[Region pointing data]
Content starts
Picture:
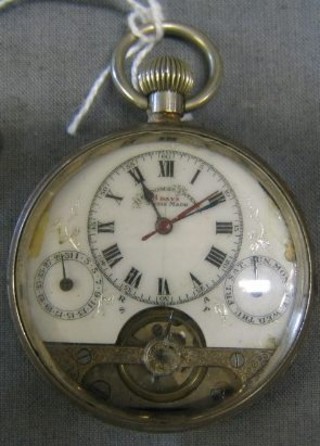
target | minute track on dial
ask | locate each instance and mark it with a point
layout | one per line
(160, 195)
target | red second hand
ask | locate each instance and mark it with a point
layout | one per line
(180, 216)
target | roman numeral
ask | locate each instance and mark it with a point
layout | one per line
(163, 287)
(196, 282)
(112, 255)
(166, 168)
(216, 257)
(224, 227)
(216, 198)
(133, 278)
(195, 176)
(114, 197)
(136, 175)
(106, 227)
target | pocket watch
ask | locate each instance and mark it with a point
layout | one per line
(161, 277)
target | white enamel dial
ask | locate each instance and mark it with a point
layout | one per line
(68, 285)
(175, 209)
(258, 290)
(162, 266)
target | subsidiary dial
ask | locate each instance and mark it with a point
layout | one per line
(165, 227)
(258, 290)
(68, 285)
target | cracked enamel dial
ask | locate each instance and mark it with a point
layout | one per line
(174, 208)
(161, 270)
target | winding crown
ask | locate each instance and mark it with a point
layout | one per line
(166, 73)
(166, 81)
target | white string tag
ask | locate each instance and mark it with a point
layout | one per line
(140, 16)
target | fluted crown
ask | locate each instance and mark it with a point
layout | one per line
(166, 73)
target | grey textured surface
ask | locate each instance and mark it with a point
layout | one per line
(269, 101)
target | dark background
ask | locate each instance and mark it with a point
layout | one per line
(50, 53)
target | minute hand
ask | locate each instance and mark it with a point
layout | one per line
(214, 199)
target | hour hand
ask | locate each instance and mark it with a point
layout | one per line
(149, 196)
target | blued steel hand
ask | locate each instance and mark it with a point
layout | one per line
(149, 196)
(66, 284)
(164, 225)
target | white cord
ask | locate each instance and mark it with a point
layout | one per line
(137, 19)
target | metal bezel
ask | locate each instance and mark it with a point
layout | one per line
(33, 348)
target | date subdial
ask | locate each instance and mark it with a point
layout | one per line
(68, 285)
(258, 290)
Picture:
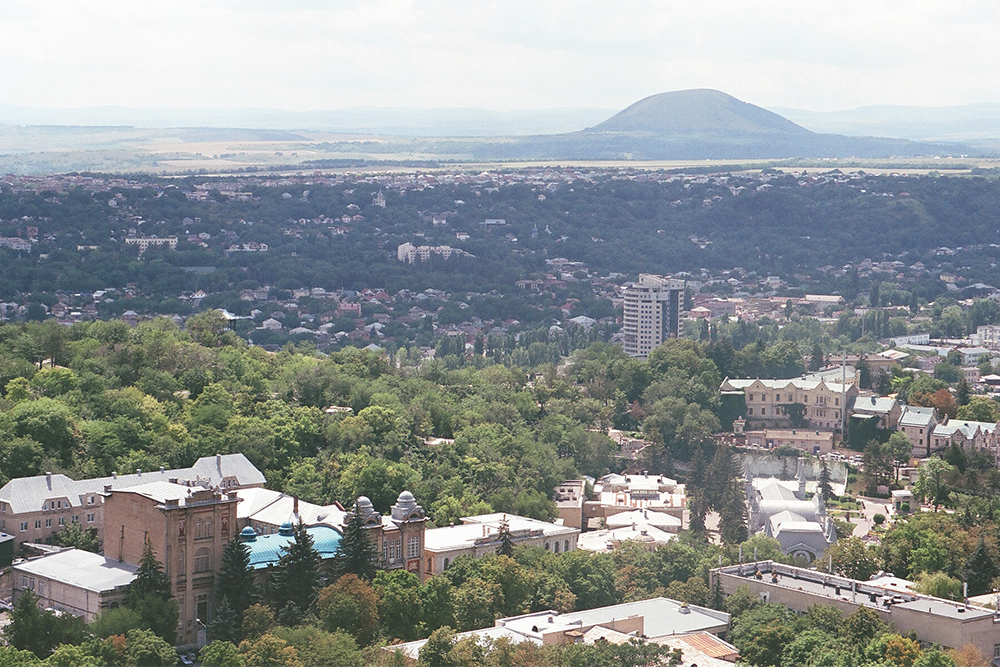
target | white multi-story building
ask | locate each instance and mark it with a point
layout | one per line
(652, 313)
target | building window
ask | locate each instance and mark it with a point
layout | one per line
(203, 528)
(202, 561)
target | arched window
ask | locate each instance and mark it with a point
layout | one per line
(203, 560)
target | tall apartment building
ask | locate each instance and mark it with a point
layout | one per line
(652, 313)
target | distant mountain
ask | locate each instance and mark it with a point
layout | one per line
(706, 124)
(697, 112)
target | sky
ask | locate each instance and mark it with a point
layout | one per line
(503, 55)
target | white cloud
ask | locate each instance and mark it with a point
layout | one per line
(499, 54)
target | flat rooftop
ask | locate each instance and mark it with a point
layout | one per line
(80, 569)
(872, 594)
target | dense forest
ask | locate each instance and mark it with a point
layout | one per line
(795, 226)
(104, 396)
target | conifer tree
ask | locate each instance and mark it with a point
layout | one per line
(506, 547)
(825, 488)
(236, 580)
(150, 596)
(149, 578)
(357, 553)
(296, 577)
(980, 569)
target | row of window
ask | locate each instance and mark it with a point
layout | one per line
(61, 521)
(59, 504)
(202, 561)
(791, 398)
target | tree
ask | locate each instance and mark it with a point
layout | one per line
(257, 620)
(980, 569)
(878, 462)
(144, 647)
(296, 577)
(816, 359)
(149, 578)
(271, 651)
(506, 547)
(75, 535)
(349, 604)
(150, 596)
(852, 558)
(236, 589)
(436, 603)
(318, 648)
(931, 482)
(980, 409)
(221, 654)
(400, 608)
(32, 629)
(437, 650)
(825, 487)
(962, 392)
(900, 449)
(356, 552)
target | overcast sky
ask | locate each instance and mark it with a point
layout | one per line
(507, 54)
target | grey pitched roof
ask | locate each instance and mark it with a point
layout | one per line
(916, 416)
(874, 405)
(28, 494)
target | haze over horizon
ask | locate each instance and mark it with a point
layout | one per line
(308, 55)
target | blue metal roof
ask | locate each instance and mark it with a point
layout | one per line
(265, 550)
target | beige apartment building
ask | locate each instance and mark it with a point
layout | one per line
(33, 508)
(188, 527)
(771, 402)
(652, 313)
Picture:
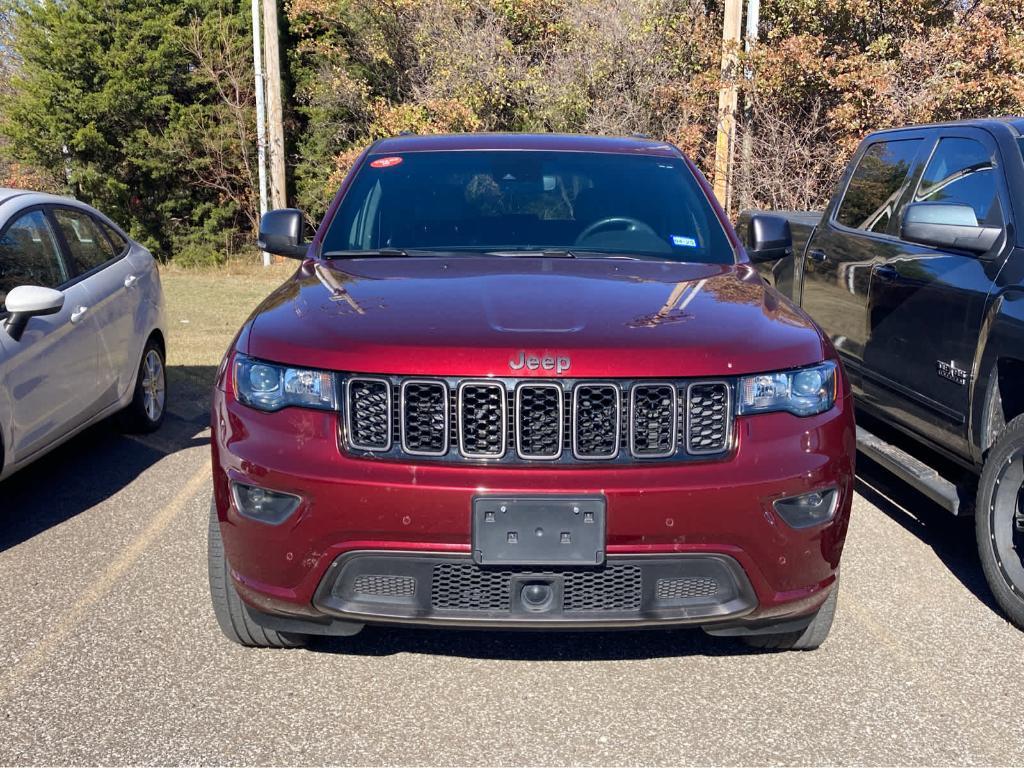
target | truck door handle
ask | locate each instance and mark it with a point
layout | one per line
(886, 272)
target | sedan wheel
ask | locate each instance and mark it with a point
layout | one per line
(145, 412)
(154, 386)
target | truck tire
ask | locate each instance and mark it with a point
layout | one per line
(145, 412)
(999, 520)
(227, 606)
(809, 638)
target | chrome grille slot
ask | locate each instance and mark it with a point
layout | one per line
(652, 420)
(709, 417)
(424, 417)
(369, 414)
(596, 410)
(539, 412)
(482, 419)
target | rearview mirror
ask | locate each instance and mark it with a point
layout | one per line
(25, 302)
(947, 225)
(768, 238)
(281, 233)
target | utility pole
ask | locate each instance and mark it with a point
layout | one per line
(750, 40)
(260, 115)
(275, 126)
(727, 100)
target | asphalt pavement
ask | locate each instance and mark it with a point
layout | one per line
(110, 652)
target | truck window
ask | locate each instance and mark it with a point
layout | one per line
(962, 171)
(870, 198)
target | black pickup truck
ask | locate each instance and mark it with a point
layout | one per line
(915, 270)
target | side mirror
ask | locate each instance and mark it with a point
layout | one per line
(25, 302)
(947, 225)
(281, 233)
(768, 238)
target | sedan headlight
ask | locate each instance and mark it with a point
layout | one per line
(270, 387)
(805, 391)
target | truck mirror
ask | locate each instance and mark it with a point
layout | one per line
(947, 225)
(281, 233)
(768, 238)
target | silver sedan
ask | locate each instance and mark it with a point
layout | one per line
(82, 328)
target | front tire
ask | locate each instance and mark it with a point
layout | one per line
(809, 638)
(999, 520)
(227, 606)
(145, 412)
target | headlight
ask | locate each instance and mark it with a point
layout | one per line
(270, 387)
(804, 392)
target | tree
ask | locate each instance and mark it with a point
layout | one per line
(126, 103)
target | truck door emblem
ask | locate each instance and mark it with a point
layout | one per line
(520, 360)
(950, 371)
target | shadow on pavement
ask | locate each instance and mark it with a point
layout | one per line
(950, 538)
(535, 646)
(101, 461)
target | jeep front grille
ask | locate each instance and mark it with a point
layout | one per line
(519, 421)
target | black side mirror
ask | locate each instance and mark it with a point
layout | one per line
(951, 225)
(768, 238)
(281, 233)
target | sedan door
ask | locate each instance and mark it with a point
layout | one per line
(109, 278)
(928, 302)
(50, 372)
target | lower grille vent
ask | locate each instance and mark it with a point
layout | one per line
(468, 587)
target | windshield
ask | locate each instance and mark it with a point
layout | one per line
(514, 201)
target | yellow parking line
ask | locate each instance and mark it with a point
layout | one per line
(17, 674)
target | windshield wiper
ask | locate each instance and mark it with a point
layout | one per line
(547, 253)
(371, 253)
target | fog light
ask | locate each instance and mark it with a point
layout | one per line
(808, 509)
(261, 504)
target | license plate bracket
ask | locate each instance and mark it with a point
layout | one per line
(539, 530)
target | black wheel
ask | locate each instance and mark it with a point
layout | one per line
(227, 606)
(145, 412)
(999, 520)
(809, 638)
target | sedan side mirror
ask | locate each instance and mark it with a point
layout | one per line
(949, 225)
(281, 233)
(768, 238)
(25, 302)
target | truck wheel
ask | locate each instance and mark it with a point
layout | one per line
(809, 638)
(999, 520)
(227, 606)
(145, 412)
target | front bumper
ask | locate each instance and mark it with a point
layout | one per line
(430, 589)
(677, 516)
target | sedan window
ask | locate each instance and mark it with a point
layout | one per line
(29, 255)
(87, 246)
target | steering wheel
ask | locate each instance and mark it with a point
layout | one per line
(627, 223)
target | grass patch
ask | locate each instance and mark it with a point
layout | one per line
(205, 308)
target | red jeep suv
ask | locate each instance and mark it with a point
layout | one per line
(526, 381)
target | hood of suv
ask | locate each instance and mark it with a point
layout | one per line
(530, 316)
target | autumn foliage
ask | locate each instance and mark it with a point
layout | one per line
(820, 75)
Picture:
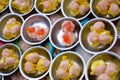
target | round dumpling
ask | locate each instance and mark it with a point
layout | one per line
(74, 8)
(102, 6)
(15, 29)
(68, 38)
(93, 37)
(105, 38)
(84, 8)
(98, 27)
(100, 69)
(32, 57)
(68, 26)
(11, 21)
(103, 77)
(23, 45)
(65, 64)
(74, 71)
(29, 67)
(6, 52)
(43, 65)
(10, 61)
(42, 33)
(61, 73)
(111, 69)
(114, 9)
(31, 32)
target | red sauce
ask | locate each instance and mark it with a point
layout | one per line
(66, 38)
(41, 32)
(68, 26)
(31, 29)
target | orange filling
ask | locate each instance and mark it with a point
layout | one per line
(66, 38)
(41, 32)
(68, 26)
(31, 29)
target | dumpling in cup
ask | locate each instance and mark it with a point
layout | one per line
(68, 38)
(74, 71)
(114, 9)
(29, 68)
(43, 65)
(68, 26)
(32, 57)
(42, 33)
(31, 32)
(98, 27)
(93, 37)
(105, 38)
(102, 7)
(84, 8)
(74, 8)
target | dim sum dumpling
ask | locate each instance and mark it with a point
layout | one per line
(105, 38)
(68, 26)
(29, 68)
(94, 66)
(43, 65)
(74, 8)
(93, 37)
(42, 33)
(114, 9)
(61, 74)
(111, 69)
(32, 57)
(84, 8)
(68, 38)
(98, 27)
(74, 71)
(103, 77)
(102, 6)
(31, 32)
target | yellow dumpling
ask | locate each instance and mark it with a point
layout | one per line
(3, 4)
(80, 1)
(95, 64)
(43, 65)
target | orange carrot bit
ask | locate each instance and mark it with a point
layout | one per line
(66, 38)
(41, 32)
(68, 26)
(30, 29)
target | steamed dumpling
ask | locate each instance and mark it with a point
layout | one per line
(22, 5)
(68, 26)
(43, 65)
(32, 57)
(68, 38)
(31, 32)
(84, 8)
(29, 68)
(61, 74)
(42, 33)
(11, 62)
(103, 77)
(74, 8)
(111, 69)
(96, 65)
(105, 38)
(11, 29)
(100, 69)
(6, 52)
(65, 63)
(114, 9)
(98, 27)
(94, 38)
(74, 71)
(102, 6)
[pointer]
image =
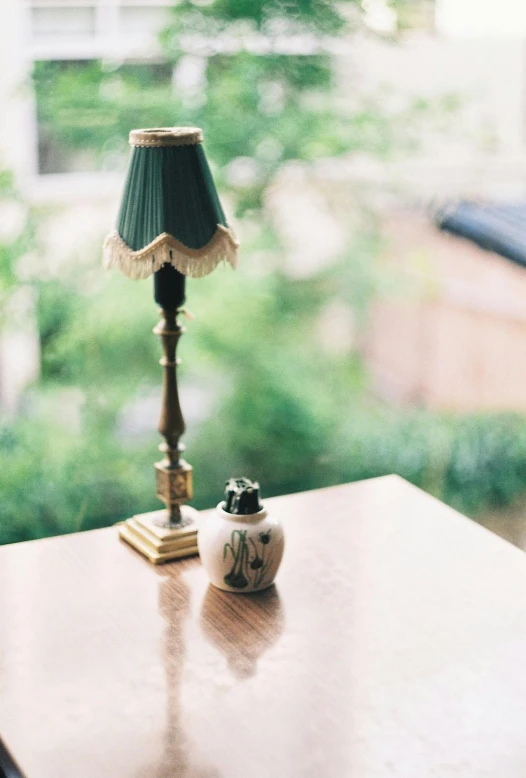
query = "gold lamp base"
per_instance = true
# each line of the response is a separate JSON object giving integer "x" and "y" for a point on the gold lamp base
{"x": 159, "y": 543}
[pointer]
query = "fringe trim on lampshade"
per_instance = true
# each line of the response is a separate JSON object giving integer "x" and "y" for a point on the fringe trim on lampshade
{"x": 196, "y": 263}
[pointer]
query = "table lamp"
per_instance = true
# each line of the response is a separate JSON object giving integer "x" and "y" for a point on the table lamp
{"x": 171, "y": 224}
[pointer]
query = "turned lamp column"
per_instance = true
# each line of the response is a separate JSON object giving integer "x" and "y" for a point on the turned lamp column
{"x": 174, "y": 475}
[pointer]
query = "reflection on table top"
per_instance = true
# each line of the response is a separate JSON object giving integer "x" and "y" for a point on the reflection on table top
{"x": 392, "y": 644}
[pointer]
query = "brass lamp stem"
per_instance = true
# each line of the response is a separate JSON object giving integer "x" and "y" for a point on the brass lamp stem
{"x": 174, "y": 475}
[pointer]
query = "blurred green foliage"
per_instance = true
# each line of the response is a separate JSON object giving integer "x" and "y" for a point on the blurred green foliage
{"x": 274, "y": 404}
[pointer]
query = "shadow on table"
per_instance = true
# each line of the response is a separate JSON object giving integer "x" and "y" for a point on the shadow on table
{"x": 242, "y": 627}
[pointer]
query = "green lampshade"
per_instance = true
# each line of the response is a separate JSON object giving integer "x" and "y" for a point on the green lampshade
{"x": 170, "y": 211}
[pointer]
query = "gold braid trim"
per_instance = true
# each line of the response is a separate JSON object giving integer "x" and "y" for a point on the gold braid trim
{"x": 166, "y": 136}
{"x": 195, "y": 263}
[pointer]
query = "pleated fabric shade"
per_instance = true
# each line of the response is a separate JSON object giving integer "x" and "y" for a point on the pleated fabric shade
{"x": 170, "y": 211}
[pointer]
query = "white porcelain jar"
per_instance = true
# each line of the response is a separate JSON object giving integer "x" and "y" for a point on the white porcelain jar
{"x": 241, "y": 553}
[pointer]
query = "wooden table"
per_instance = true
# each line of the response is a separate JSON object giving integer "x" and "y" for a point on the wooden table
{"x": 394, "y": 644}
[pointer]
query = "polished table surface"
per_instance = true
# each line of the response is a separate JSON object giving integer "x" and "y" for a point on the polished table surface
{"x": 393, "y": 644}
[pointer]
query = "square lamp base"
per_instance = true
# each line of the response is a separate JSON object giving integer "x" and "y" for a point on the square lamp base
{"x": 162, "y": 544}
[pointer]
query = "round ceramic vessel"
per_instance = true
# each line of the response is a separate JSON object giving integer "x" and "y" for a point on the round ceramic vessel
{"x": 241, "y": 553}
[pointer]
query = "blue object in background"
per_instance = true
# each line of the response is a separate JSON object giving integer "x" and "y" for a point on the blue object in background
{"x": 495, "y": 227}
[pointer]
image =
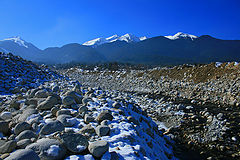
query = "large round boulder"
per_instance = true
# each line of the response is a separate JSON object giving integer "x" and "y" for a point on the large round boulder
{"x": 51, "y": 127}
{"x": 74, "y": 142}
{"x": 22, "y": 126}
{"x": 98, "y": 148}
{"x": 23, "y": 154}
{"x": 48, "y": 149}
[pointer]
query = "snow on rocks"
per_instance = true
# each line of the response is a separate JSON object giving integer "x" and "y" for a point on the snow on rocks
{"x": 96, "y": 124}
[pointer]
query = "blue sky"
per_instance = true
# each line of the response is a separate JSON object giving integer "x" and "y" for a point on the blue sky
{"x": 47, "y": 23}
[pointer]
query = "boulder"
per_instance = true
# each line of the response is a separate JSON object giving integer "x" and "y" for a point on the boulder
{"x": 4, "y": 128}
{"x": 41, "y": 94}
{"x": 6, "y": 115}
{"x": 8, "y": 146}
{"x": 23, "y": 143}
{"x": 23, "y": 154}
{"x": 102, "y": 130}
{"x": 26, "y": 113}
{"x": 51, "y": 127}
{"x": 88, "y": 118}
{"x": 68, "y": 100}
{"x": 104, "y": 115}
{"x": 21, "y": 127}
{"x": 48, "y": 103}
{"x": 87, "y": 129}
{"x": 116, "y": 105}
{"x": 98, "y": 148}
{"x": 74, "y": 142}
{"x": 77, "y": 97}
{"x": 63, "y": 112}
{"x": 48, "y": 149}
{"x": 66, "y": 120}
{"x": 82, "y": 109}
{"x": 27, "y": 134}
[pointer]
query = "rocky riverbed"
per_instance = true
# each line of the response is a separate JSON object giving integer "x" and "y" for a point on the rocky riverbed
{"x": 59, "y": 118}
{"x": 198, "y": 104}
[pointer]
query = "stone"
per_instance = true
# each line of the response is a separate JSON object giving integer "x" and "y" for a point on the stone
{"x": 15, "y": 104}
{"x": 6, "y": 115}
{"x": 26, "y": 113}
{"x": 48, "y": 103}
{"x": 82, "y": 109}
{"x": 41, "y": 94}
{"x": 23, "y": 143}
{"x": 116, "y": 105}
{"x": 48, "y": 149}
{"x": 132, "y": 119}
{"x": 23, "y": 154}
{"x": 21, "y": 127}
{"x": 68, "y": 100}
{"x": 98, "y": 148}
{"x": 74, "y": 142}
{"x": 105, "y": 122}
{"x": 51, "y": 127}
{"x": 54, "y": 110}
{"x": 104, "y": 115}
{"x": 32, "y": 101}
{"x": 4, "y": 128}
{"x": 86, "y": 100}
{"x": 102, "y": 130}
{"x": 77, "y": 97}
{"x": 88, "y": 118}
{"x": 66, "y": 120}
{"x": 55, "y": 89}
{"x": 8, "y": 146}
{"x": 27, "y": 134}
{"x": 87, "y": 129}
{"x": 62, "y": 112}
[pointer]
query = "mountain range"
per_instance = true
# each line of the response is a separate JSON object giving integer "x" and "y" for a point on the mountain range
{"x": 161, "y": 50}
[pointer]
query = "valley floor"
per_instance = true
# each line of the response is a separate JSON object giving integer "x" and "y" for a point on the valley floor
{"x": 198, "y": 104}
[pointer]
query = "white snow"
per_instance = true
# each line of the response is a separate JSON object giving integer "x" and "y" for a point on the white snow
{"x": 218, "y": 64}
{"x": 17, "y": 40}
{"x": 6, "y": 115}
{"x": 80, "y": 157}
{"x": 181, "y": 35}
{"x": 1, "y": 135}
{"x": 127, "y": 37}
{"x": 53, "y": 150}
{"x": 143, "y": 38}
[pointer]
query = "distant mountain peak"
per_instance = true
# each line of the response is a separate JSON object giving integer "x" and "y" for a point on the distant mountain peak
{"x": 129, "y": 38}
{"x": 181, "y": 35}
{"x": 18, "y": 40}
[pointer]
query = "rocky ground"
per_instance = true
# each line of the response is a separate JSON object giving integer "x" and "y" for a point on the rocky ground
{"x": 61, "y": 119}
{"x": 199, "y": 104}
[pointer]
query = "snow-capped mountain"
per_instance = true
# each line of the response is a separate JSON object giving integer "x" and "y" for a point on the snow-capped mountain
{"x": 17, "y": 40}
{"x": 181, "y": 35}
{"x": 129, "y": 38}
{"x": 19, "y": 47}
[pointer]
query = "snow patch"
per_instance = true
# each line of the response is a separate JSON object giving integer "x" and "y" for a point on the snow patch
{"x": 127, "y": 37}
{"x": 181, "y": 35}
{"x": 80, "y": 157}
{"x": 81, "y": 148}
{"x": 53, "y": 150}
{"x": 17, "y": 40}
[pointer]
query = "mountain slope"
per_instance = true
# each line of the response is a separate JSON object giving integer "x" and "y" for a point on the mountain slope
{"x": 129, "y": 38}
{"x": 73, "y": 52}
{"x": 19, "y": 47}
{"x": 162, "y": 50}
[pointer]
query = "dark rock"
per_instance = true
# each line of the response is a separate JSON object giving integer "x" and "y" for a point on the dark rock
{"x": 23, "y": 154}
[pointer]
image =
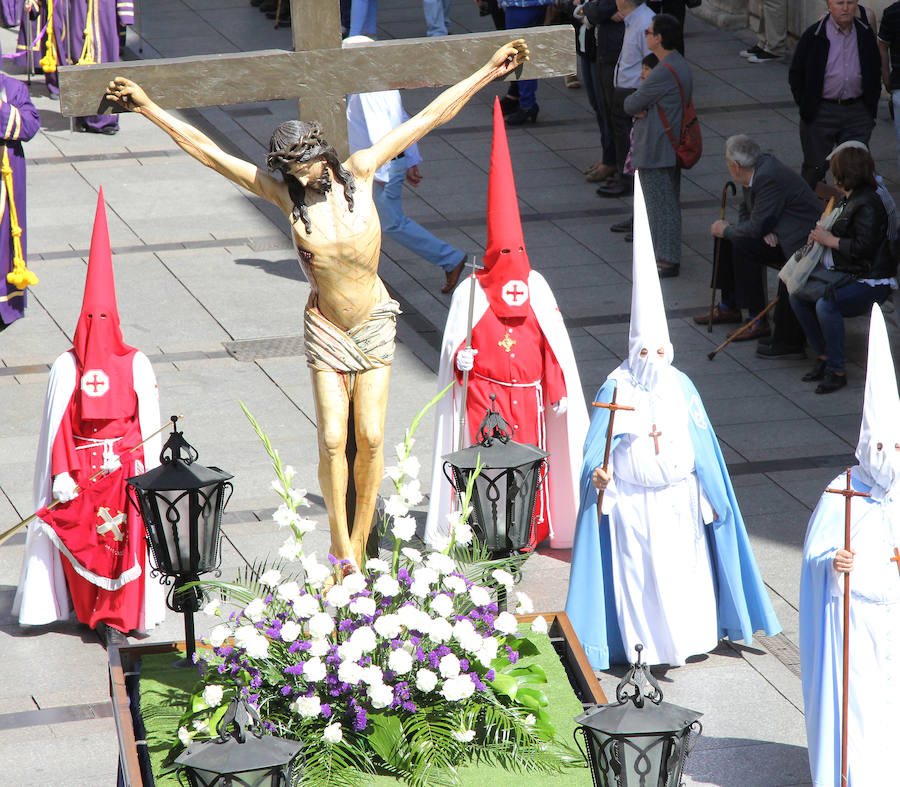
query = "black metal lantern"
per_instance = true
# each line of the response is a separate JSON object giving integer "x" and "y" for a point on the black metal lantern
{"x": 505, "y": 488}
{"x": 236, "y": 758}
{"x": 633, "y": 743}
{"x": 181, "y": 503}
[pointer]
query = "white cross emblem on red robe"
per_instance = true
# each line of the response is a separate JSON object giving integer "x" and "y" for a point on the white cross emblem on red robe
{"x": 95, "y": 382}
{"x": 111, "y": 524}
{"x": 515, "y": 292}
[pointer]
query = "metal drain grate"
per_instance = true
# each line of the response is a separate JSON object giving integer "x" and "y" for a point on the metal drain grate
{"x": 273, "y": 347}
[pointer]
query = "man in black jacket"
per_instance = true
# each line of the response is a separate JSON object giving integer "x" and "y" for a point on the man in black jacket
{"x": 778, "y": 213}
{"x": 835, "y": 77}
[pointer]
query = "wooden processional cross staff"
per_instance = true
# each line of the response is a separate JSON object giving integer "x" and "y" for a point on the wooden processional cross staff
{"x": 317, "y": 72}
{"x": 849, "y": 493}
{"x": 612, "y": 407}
Content ends
• _Required work_
Copy exactly, and only, the lines from the first entry through the line holding "target | subsidiary dial", both ends included, leaving out every picture.

• _Exercise solution_
Picture:
target | minute track on dial
ask | locate each instance and mark it with a point
layout | one per line
(160, 195)
target | red second hand
ask | locate each instance and mark it with a point
layout | one per line
(180, 216)
target | roman numeral
ask | locate each instance and mark it with a point
layout | one per line
(163, 287)
(196, 282)
(112, 255)
(166, 168)
(216, 257)
(224, 227)
(216, 198)
(133, 278)
(195, 176)
(114, 197)
(136, 175)
(106, 227)
target | pocket watch
ask | locate each instance and mark it with a point
layout | one per line
(161, 277)
target | white enamel dial
ask | locate each instance and mark it with a point
layout | one per line
(68, 285)
(175, 209)
(258, 290)
(162, 266)
target | subsidiary dial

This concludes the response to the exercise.